__To do__. Could you turn the rows into a Markdown table with the columns "Index" and "Content", one numbered entry per line and blank lines omitted? Begin at the line that contains "Where can you see the raised" and stop after the last line of the rows.

** Begin **

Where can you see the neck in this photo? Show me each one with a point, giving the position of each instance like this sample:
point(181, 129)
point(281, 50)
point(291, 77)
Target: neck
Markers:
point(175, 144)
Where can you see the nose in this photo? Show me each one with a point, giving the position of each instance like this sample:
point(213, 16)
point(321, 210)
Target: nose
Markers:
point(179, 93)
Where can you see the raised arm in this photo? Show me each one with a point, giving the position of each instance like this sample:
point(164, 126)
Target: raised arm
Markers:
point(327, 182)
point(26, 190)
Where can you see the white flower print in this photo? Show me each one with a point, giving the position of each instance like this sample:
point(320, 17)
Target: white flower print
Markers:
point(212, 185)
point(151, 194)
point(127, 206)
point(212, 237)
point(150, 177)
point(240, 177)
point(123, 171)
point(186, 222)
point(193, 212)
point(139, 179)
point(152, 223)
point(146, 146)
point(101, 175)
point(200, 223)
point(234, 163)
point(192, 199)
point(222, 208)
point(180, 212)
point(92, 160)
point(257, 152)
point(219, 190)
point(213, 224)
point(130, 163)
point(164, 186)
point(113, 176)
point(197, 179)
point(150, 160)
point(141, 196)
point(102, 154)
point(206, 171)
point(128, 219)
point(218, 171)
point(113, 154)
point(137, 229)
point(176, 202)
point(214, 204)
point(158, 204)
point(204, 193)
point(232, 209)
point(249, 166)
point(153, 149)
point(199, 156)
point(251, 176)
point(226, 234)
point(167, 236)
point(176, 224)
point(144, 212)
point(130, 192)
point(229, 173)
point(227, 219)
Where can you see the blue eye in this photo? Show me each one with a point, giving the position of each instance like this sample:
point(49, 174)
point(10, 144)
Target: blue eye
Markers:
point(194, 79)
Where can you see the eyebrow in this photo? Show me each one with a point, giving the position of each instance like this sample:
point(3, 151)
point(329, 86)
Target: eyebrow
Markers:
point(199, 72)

** End **

__Response to the task__.
| Index | Content |
|---|---|
| 1 | Where can you see the raised arm in this photo? Show me each one with a point, giving the position of each instance like this sample: |
| 2 | point(164, 126) |
| 3 | Target: raised arm |
| 4 | Markers: |
| 5 | point(327, 182) |
| 6 | point(26, 190) |
| 7 | Where can you see the white flower print in this photo? Show me each one with a point, giving the position of each instance like this sample: |
| 8 | point(320, 17) |
| 9 | Target: white flower print |
| 10 | Markers: |
| 11 | point(212, 185) |
| 12 | point(151, 194) |
| 13 | point(127, 206) |
| 14 | point(212, 237) |
| 15 | point(150, 177) |
| 16 | point(240, 177) |
| 17 | point(123, 171) |
| 18 | point(186, 222) |
| 19 | point(193, 212) |
| 20 | point(139, 179) |
| 21 | point(152, 223) |
| 22 | point(146, 146) |
| 23 | point(101, 175) |
| 24 | point(200, 223) |
| 25 | point(234, 163) |
| 26 | point(192, 199) |
| 27 | point(222, 208) |
| 28 | point(180, 212) |
| 29 | point(92, 160) |
| 30 | point(257, 152) |
| 31 | point(219, 190) |
| 32 | point(213, 224) |
| 33 | point(130, 163) |
| 34 | point(164, 186) |
| 35 | point(113, 176) |
| 36 | point(197, 179) |
| 37 | point(150, 160) |
| 38 | point(141, 196) |
| 39 | point(102, 154) |
| 40 | point(206, 171) |
| 41 | point(128, 219) |
| 42 | point(218, 171) |
| 43 | point(113, 154) |
| 44 | point(137, 229) |
| 45 | point(176, 202) |
| 46 | point(214, 204) |
| 47 | point(158, 204) |
| 48 | point(204, 193) |
| 49 | point(232, 209) |
| 50 | point(249, 166) |
| 51 | point(153, 149) |
| 52 | point(199, 156) |
| 53 | point(251, 176) |
| 54 | point(226, 234) |
| 55 | point(167, 236) |
| 56 | point(176, 224) |
| 57 | point(144, 212) |
| 58 | point(130, 192) |
| 59 | point(229, 173) |
| 60 | point(227, 219) |
| 61 | Where can you see the blue eye in this photo? Show me each one with a point, giving the position of each instance like this sample: |
| 62 | point(49, 174) |
| 63 | point(10, 144) |
| 64 | Target: blue eye |
| 65 | Markers: |
| 66 | point(194, 79) |
| 67 | Where can you see the eyebrow in this photo? Show me each one with a point, giving the position of each instance like this sample: |
| 68 | point(3, 151) |
| 69 | point(329, 86) |
| 70 | Target: eyebrow |
| 71 | Markers: |
| 72 | point(199, 72) |